■ **Exercise task a**
Count the lines in the records below that contain the string "orange", treating uppercase and lowercase as different, and give only the number.

━━━ Supplied text

Member of the Pennsylvania House of Representatives from the 160th district
- In office January 7, 1969 – November 30, 1974
- Preceded by: District Created
- Succeeded by: Ralph Garzia

Member of the Pennsylvania House of Representatives from the Delaware County district
- In office January 5, 1965 – November 30, 1968

Personal details
- Born: May 21, 1929 Wilkes-Barre, Pennsylvania, U.S.
- Died: June 22, 2020 (aged 91) Chester Township, Pennsylvania, U.S.
- Party: Republican

= Stanley Kester =

American politician

Stanley R. Kester (May 21, 1929 – June 22, 2020) was an American politician who served as a Republican member of the Pennsylvania House of Representatives Delaware County district from 1965 to 1968. Kester also served as a member of Pennsylvania House of Representatives, 160th district from 1969 to 1974.

==Early life and education==
Kester was born in Wilkes-Barre, Pennsylvania and graduated from Upper Chester High School.

Kester served in the U.S. Army from 1947 to 1948 and 1950–1951.

Kester was a member of the Chester County Republican Committee Executive Board and also served as a justice of the peace and tax assessor for Delaware County from 1963 to 1964.

━━━━━━

■ **Exercise task b**
Reproduce the passage of the Stanley Kester biography above from "- Died: June" to "1948 and 1950–1951.", keeping every word and mark unchanged.

━━━ Records shown

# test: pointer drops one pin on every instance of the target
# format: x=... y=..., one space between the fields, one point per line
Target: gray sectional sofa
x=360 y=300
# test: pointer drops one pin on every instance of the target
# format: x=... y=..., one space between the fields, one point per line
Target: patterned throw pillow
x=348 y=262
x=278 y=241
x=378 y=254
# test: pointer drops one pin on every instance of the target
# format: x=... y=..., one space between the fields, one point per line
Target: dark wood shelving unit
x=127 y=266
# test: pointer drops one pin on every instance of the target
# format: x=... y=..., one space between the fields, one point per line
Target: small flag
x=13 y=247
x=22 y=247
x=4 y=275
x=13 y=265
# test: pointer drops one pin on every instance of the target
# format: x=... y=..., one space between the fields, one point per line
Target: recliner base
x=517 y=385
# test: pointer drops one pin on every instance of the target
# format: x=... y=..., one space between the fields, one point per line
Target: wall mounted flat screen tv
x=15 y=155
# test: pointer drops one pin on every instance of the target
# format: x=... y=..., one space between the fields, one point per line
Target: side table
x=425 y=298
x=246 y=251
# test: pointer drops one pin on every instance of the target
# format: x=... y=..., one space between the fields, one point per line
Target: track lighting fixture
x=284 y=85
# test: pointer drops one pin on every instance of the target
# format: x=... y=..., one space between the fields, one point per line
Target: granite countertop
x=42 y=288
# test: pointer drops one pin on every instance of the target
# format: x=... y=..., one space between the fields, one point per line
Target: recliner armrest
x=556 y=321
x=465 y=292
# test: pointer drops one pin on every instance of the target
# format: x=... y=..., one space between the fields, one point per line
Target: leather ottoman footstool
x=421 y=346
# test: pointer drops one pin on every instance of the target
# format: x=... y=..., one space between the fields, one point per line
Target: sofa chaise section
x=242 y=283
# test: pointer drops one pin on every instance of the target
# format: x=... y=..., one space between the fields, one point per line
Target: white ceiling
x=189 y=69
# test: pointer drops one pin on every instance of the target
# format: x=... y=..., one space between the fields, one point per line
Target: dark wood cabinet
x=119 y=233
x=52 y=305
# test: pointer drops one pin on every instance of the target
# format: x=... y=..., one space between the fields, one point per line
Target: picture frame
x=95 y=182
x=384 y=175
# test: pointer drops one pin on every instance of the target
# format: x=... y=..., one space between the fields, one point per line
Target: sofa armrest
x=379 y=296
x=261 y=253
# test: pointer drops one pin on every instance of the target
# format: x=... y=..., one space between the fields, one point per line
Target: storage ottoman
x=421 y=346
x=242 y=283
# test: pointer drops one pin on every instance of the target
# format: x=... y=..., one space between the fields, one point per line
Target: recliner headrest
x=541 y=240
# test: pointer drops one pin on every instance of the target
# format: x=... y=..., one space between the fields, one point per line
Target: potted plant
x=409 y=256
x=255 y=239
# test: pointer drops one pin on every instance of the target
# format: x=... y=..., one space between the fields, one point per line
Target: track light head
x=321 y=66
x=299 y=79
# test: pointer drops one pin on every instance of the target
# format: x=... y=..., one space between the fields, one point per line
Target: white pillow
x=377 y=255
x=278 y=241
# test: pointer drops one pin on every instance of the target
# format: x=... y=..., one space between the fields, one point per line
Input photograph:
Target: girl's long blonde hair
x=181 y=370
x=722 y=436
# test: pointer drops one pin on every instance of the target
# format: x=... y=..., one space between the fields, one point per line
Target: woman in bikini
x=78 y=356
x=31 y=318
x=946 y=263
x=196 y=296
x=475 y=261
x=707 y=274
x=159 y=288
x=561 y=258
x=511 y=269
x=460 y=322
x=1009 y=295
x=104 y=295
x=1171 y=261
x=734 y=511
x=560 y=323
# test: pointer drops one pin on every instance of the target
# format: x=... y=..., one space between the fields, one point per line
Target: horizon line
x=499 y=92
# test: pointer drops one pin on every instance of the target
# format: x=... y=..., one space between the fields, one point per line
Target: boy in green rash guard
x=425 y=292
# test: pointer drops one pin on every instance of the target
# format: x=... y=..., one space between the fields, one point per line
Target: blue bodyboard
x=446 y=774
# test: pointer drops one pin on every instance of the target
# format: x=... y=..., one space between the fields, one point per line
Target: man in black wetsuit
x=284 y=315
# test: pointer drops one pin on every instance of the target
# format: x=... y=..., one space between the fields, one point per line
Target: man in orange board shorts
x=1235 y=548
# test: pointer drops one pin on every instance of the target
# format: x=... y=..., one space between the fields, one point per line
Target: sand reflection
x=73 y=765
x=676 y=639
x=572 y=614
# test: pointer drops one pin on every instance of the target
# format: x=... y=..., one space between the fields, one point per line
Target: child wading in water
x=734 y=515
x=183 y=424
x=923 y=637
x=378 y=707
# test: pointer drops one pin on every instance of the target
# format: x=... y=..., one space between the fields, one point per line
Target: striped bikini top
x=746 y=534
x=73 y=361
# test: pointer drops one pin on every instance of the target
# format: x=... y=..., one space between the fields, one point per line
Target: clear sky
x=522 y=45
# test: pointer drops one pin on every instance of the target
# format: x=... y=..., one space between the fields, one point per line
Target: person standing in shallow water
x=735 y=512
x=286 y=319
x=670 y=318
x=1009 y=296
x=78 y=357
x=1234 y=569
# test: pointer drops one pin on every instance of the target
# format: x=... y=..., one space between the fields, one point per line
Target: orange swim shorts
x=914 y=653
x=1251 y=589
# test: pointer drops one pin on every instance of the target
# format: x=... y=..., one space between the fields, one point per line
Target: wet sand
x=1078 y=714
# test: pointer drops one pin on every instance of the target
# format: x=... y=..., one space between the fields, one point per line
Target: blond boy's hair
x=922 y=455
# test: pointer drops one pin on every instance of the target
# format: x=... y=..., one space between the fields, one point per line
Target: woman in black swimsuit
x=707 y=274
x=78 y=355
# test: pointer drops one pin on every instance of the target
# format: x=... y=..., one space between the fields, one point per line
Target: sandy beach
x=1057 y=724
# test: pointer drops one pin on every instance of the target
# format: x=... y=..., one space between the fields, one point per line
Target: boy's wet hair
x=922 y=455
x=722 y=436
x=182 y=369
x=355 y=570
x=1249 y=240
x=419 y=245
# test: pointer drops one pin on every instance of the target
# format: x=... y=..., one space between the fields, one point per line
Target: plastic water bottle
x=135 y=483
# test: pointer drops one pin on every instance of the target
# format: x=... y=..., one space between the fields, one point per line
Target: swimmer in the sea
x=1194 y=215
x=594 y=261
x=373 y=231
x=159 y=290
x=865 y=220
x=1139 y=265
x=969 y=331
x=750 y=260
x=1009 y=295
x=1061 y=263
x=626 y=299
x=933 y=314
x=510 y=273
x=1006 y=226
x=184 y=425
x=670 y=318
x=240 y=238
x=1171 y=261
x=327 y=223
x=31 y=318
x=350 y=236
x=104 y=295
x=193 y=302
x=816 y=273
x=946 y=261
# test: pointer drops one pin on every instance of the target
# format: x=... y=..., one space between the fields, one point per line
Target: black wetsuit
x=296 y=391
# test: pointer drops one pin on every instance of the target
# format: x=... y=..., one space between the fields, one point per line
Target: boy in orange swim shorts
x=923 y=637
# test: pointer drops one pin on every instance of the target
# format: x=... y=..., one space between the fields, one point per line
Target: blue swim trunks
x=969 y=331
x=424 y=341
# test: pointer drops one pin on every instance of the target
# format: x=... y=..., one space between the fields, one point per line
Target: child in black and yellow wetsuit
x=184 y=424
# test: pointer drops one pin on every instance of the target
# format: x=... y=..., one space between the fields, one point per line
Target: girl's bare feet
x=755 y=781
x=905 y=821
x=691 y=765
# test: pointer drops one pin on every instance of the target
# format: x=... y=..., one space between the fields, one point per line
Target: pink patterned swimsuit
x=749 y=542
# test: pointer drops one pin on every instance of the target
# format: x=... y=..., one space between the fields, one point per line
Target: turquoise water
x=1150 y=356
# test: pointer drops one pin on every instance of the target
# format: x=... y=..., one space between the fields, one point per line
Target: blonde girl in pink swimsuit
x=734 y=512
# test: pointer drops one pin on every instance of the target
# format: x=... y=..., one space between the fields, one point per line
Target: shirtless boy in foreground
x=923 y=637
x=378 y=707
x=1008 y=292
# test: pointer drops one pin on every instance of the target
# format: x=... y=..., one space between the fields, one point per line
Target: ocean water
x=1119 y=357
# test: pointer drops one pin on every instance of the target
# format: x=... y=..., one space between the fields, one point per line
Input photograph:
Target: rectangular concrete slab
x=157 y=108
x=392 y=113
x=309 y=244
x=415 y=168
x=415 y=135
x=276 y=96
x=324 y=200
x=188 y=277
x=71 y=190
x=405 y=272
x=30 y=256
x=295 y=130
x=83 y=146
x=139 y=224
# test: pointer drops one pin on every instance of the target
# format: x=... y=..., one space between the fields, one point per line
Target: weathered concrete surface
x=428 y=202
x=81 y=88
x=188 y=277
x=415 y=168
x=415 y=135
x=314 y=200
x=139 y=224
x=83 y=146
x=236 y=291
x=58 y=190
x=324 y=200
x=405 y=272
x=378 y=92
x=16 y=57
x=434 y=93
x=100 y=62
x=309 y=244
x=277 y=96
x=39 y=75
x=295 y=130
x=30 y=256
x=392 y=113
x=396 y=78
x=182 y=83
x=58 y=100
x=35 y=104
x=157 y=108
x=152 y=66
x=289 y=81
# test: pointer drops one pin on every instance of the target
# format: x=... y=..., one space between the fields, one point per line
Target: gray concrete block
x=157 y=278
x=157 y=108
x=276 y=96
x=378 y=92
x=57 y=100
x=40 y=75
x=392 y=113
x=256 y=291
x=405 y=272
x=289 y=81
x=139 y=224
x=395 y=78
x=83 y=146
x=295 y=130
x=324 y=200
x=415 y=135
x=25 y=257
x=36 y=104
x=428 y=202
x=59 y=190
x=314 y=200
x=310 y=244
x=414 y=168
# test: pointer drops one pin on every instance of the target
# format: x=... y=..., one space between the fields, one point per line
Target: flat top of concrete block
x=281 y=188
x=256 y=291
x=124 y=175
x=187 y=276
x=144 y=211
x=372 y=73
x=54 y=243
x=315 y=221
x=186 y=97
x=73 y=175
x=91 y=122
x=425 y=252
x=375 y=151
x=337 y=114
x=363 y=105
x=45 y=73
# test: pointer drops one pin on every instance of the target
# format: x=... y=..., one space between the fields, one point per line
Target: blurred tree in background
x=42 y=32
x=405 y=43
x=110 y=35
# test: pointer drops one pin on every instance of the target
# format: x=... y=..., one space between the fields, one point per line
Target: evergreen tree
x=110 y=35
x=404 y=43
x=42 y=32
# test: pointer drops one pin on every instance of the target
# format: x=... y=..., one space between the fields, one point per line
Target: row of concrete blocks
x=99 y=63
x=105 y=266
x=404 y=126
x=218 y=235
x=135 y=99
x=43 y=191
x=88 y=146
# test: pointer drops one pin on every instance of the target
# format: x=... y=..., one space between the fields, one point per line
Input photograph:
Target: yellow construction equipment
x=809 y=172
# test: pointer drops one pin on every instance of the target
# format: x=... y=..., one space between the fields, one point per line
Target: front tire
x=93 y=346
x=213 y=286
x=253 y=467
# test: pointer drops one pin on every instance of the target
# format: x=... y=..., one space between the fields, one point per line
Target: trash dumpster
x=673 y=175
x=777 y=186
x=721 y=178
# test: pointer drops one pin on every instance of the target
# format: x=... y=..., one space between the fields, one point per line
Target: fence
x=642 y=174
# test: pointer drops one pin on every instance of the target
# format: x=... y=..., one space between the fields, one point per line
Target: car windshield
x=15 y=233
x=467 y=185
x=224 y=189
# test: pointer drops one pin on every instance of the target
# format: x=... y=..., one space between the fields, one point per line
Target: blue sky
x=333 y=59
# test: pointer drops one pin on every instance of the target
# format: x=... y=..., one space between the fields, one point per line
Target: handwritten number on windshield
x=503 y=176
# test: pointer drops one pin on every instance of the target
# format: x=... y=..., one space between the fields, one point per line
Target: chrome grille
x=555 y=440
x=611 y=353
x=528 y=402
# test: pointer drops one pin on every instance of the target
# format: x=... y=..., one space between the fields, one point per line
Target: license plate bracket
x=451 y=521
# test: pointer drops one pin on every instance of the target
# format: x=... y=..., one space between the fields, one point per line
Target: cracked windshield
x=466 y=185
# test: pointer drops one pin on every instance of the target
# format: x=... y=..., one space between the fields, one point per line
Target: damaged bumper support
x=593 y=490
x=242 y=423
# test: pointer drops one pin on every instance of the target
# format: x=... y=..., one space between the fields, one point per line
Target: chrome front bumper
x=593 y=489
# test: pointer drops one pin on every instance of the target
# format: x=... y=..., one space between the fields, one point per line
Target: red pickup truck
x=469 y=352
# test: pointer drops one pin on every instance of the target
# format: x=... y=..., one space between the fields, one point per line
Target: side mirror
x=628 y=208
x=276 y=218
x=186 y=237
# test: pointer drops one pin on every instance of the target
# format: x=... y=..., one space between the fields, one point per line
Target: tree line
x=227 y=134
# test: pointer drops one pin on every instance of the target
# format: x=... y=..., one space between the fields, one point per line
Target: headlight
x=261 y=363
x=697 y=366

━━━━━━

■ **Expected answer a**
3

■ **Expected answer b**
- Died: June 22, 2020 (aged 91) Chester Township, Pennsylvania, U.S.
- Party: Republican

= Stanley Kester =

American politician

Stanley R. Kester (May 21, 1929 – June 22, 2020) was an American politician who served as a Republican member of the Pennsylvania House of Representatives Delaware County district from 1965 to 1968. Kester also served as a member of Pennsylvania House of Representatives, 160th district from 1969 to 1974.

==Early life and education==
Kester was born in Wilkes-Barre, Pennsylvania and graduated from Upper Chester High School.

Kester served in the U.S. Army from 1947 to 1948 and 1950–1951.